● **Dataset extract**:

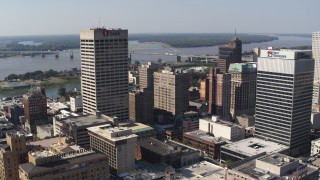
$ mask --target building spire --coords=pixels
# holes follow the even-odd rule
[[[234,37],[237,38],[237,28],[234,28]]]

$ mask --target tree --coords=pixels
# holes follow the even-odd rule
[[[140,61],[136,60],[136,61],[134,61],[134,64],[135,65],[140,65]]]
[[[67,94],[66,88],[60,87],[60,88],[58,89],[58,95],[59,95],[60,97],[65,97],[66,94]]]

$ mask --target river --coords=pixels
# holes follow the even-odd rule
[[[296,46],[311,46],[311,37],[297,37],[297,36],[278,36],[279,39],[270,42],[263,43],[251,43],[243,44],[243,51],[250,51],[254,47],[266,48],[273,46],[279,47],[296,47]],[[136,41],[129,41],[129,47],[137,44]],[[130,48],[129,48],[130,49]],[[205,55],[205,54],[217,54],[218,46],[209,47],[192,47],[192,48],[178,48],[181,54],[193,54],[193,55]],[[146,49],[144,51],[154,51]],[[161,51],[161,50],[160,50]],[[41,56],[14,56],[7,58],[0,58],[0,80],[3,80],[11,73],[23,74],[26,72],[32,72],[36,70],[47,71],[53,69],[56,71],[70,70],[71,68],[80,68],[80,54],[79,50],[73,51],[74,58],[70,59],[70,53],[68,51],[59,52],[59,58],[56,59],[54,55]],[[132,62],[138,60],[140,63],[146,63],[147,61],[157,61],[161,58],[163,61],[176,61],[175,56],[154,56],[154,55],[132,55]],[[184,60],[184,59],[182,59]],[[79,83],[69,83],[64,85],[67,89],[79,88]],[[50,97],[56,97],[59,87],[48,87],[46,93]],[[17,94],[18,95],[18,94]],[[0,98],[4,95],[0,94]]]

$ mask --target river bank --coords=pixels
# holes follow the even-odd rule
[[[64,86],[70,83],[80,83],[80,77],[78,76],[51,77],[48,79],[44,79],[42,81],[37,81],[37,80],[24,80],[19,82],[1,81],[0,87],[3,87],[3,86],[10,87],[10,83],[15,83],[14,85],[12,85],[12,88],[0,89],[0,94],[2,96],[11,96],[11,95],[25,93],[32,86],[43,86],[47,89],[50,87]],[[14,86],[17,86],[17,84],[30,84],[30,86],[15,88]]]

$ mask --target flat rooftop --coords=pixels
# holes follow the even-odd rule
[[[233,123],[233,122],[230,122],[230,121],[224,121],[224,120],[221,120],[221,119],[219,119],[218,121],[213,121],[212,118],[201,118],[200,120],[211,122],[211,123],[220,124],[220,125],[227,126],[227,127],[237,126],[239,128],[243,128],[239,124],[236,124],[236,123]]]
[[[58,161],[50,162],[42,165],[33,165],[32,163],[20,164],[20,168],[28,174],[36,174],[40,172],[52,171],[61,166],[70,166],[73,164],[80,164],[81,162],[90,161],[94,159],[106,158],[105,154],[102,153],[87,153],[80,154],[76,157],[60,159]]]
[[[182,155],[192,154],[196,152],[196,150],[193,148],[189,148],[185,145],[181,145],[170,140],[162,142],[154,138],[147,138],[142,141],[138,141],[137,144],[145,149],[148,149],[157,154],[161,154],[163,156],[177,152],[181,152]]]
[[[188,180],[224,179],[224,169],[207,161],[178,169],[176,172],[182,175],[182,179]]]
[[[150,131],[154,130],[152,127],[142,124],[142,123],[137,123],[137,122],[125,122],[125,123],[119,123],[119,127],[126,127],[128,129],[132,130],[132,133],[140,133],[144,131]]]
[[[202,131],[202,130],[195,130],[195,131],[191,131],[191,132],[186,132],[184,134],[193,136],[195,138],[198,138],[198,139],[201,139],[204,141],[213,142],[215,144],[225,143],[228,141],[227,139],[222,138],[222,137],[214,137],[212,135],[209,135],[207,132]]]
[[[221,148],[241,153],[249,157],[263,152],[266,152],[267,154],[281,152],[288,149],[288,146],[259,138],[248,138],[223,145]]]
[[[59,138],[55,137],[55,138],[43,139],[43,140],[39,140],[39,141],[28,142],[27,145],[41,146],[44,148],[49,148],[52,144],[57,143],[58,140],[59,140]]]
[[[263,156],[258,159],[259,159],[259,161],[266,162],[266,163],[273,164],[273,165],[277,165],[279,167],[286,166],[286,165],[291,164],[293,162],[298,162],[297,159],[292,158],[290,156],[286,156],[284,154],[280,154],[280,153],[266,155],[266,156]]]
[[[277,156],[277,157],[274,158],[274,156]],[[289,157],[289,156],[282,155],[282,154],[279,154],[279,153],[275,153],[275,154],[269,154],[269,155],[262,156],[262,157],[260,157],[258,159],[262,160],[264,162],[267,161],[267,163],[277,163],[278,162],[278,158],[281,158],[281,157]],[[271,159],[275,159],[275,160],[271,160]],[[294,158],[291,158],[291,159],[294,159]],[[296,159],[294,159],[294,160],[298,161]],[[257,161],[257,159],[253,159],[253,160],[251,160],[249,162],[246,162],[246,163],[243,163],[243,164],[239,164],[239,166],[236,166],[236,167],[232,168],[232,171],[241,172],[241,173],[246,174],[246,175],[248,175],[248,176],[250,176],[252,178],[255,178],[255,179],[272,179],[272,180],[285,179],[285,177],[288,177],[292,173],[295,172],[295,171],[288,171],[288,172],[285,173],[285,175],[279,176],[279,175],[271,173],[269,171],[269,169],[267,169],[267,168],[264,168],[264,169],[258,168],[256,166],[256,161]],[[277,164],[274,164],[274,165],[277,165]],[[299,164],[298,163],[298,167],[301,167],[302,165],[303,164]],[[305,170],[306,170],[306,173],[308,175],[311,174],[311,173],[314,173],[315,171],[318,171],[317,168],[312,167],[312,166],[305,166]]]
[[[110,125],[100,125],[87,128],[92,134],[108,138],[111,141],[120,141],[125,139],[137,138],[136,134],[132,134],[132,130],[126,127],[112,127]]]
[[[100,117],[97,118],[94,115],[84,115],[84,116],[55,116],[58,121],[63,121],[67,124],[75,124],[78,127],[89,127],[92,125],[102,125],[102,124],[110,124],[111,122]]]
==
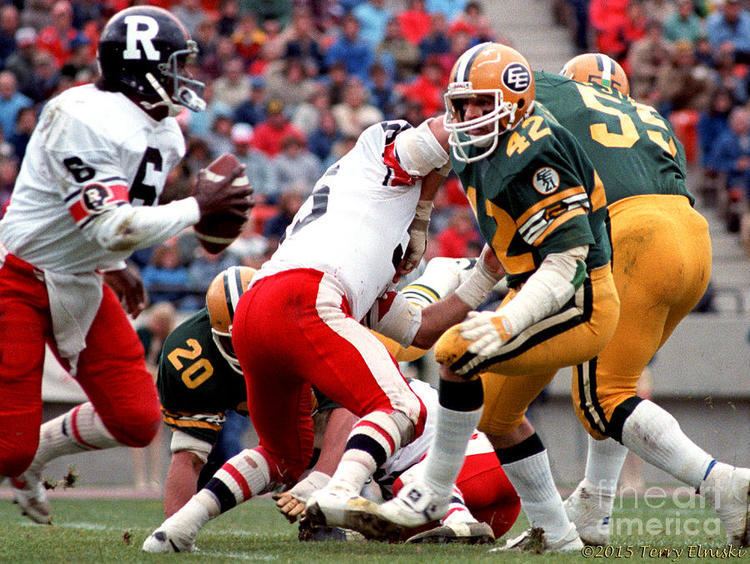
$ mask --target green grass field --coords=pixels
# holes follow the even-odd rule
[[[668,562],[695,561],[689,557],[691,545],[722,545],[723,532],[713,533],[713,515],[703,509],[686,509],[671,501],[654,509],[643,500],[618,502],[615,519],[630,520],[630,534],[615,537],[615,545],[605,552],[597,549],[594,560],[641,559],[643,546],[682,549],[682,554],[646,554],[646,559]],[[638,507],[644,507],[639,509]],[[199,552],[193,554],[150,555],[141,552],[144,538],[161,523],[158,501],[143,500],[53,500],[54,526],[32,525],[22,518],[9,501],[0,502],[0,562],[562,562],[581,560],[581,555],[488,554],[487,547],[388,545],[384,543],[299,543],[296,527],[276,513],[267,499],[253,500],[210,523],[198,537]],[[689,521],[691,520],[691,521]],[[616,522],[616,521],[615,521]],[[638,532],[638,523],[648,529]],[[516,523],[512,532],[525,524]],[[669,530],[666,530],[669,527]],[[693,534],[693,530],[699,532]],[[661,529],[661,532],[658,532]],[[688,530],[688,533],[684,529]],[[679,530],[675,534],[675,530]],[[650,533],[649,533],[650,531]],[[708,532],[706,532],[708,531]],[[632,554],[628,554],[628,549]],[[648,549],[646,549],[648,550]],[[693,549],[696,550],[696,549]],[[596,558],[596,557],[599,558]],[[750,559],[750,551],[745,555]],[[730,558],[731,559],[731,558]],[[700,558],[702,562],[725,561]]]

● **About this task**: Scan the data above, find each line with "pixels", and copy it.

● **Exercise answer**:
$ mask --target building spire --coords=pixels
$ mask --target tree --coords=pixels
$ mask --target river --coords=pixels
$ mask --target river bank --coords=pixels
$ mask --target flat rooftop --coords=pixels
$ mask --target green grass field --coords=pixels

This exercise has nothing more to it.